##### Passage shown #####

Friday, May 23, 2008

Drivers of competition among healthcare services

To be attractive to a venture capital investor, a healthcare service company should fulfil a compelling need with a novel service model (i.e. meeting an existing market need in a new way). It needs to have convincing strategies for customer adoption and sustainable business models that offer significant value to physicians, hospitals, patients, suppliers, or payers.


We have been seeing quite a lot of healthcare services in the last months, and after long discussions with all entrepreneurs, it came to my mind that the three issues that usually draw all the attention are demand, operative margin and the capital intensiveness of the investment at hand.


The more “proved” demand is, the better. Some healthcare services are willing to bring a new service to the marketplace, and sometimes demand is highly controversial, particularly in Europe, where citizens are used to have healthcare for free (obviously, this is not true, we don’t have our healthcare for free, we pay taxes for it, but somewhat we give a large amount of our money each year to those who manage our healthcare, to governments, to insurance companies, hospitals, etc. without holding them accountable for efficiency or quality). Any pilot test to prove demand right is highly appreciated by investors.


Operating margin is a very important issue as well. It is important to see if the business model wants to make a lot of money from a few users, or a few money from a lot of users. As demand is uncertain, a high operating margin model is usually pursued.


Finally, the capital intensiveness of the project is critical, especially if the money needs to be allocated to marketing or brand generation. In case of failure, this "marketing" money has no salvage value, it cannot be recovered easily (it is not invested in something tangible, that could be sold by “pieces”) so it usually scares investors away.

#####

## [Work to complete]
A - Translate this sentence from the healthcare services post into Spanish: "Any pilot test to prove demand right is highly appreciated by investors."
B - Summarize the healthcare services post in two sentences.

##### Dataset #####

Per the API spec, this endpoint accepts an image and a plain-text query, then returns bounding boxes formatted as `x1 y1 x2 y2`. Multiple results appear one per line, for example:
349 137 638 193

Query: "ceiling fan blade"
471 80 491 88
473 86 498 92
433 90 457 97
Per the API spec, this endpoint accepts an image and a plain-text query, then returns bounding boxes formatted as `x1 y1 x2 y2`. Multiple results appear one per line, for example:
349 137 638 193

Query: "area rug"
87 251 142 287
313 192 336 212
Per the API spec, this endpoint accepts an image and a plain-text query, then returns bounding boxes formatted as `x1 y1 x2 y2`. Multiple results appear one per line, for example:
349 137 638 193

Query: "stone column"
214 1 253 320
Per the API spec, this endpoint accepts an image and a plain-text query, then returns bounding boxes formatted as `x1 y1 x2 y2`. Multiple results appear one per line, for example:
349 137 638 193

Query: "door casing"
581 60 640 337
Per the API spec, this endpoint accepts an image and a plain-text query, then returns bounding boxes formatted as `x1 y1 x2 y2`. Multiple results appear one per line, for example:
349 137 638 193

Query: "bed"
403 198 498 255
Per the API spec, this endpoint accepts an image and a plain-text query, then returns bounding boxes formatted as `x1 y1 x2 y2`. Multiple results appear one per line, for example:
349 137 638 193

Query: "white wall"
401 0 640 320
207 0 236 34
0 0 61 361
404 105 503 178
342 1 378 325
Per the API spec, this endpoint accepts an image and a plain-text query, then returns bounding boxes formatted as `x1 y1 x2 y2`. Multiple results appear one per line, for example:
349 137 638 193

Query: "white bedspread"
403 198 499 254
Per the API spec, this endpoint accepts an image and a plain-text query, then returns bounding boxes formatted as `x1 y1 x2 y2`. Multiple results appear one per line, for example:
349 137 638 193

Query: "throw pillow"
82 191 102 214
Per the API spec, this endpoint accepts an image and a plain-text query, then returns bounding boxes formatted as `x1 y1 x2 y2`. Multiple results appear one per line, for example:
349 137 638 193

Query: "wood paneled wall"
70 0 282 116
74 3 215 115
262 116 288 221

#####

## [Responses]
A - Cualquier prueba piloto que demuestre la demanda es muy apreciada por los inversores.

B - To attract a venture capital investor, a healthcare service company should fulfill a compelling need with a novel service model, and discussions with entrepreneurs usually focus on demand, operating margin and the capital intensiveness of the investment. The better proven the demand, the better, a high operating margin model is usually pursued because demand is uncertain, and money spent on marketing has no salvage value if the project fails, so it usually scares investors away.